:: Verilen metin ::
Kulak Kirinden Kişiliğiniz ve Sağlığınıza Dair Pek Çok Şeyin Analiz Edilebilmesi Gerçeği
insanların bir çok özelliğinin sadece kulak kirinden anlaşılabiliyor olması ufkunuzu açabilir. örneğin kulak kirinin çeşidine göre kişinin ırkı, milleti veya ne kadar az ter koktuğunu bilebiliyoruz.
apokrin adı verilen büyük yumak bezler koltuk altlarında, üreme organları ve göğüs çevresinde yoğunlaşmışlardır. bu bezler insanda ergenlik yaşlarında ortaya çıkarlar. bunların salgıladıkları ter, kokunun nedeni olan bakterilerin çok sevdikleri yağ ve proteinleri içeren, yapışkan ve bulanık bir sıvıdır. deride uzun süre kalırsa bakteriler tarafından kullanılır ve kötü vücut kokusu meydana getirirler.

Kaydedilmiş girdiler:
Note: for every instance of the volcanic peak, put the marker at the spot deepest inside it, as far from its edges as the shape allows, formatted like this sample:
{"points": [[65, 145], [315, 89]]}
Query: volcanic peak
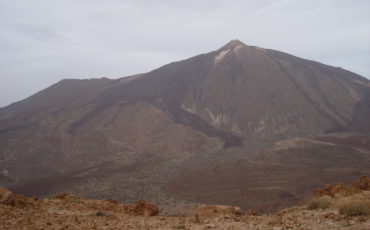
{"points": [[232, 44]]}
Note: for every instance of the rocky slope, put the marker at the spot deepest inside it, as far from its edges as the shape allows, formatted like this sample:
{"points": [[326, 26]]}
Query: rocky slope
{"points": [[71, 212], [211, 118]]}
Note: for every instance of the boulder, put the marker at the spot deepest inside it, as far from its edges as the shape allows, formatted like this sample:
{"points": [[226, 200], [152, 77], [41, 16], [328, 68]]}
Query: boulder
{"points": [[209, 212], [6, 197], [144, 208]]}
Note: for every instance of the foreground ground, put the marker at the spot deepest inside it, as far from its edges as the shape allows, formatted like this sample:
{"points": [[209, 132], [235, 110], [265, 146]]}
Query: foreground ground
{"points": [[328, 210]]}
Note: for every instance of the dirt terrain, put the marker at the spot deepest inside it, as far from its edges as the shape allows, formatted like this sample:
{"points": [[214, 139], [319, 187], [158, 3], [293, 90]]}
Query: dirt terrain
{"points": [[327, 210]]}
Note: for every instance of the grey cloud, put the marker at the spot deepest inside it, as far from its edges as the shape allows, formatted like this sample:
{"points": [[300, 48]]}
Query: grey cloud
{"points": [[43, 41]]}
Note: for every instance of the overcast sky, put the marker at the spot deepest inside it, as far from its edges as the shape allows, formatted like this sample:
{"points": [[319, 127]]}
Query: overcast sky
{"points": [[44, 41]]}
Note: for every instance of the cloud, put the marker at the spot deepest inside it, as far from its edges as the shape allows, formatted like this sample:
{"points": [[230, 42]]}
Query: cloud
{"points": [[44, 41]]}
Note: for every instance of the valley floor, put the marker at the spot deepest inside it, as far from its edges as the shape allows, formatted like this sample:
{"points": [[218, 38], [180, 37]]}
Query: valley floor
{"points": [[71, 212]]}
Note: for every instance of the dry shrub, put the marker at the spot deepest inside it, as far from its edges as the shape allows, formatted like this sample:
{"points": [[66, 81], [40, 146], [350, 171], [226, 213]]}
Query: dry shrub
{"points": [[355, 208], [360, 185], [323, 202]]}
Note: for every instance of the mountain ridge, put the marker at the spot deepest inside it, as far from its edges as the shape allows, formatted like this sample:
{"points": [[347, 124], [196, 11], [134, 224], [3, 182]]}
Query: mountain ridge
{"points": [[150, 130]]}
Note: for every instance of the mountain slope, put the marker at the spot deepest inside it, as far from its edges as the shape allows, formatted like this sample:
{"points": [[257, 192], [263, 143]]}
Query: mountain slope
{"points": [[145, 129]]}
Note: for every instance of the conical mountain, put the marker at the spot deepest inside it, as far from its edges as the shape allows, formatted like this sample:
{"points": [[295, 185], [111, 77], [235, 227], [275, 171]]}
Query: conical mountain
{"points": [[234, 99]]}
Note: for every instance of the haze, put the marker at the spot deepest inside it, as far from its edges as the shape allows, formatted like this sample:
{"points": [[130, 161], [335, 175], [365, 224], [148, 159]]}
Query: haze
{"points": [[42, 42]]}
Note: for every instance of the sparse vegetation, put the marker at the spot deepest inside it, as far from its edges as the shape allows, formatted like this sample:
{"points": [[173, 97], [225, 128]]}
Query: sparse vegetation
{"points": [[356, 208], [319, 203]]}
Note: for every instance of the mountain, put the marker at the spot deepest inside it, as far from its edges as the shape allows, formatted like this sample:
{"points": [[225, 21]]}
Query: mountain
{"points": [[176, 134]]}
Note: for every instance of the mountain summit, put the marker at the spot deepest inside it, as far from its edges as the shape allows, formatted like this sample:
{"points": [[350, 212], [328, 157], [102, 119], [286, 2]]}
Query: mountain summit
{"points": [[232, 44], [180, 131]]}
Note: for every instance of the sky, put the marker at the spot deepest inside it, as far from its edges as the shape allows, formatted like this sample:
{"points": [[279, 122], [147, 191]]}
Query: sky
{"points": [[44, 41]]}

:: Alıştırma yönergesi ::
Kulak kiri ve ter bezleri üzerine olan yukarıdaki metni iki cümleyle özetleyin.

:: Yazılı yanıt ::
Kulak kirinin çeşidine bakılarak kişinin ırkı, milleti ve ne kadar az ter koktuğu anlaşılabilir. Koltuk altları, üreme organları ve göğüs çevresinde yoğunlaşan ve ergenlikte ortaya çıkan apokrin bezlerin salgıladığı yapışkan, bulanık ter, deride uzun süre kalırsa bakteriler tarafından kullanılır ve kötü vücut kokusuna yol açar.